___ Excerpt provided ___

What is Social Contract Theory?

Social Contract Theory
The social contract is a hypothetical compact, or agreement or actual, between the rules as well as their rulers, defining the rights and duties of each individual or object. In primeval times, according to the theory, individuals were born into an anarchic state of nature, which was happy or unhappy according to their particular version. They then, by exercising natural reason, formed a society (and a government) by means of a contract among themselves. The contract is known as social contract.
History of Social Contract Theory
The concept of the social contract was originally posed by Glaucon, as described by Plato in The Republic, Book II. They say that to do injustice is, by nature, good; to suffer injustice, evil; but that the evil is greater than the good. And so when the men have both done and suffered injustice and have had experience of both, not being able to avoid the one and obtain the other, they think that they had better agree among themselves to have neither; hence there arises laws and mutual covenants; and that which is ordained by law is termed by them lawful and just. This they affirm to be the origin and nature of justice;—it is a mean or compromise, between the best of all, which is to do injustice and be unpunished, and the worst of these, which is to suffer injustice without the power of retaliation; and justice, being at a middle point between the two, is tolerated not as a good, but as the lesser evil, and honored by reason of the inability of men to do injustice. For no man who is worthy to be called a man would ever submit to such an agreement if he were able to resist; he would be mad if he did. Such is the received account, Socrates, of the nature and origin of justice.

___

_Short task 1_. In the social contract theory passage, who originally posed the concept of the social contract?
_Short task 2_. Resume the social contract theory passage, carrying it on past its final sentence.

___ Excerpted records ___

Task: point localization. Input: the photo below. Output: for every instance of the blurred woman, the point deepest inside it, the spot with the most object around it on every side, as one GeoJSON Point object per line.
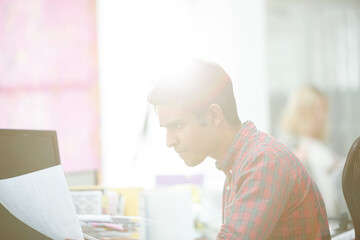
{"type": "Point", "coordinates": [304, 128]}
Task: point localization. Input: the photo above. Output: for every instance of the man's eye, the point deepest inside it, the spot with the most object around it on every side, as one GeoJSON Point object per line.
{"type": "Point", "coordinates": [178, 126]}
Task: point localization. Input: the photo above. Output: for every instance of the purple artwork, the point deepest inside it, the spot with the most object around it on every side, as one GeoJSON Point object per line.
{"type": "Point", "coordinates": [49, 75]}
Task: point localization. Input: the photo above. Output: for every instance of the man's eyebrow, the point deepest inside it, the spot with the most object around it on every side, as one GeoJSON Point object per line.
{"type": "Point", "coordinates": [172, 122]}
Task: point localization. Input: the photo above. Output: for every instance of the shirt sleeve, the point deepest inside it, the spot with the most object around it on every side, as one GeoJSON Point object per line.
{"type": "Point", "coordinates": [253, 208]}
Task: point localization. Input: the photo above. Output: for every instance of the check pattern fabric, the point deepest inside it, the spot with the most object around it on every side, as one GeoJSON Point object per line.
{"type": "Point", "coordinates": [268, 194]}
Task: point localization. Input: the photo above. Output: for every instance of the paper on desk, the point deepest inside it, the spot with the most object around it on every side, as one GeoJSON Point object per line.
{"type": "Point", "coordinates": [42, 200]}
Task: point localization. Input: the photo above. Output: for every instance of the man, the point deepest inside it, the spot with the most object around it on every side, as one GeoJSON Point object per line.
{"type": "Point", "coordinates": [267, 192]}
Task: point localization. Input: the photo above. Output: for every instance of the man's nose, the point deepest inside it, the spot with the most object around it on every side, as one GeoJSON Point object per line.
{"type": "Point", "coordinates": [171, 139]}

___

_Written reply 1_. Glaucon, as described by Plato in The Republic, Book II.

_Written reply 2_.
The social contract theory also appears in Crito, another dialogue from Plato. Over time, the social contract theory became more widespread after Epicurus (341-270 BC), the first philosopher who saw justice as a social contract, and not as existing in Nature due to divine intervention (see below and also Epicurean ethics), decided to bring the theory to the forefront of his society. As time went on, philosophers of traditional political and social thought, such as Locke, Hobbes, and Rousseau put forward their opinions on social contract, which then caused the topic to become much more mainstream.
Theories of the social contract differed according to their purpose: some were designed to justify the power of the sovereign, while others were intended to safeguard the individual from oppression by a sovereign who was all too powerful.
Modern Social Contract Theory by Thomas Hobbes
Thomas Hobbes (1588-1679)
The English philosopher Thomas Hobbes (1588-1679) is best known for his political thought, and deservedly so. His vision of the world is strikingly original and still relevant to contemporary politics.
Hobbes’ political theory is best understood if taken in two parts: his theory of human motivation, Psychological Egoism, and his theory of the social contract, founded on the hypothetical State of the Nature. Hobbes has, first and foremost, a particular theory of human nature, which gives rise to a particular view of morality and politics, as developed in his philosophical masterpiece, Leviathan, published in 1651.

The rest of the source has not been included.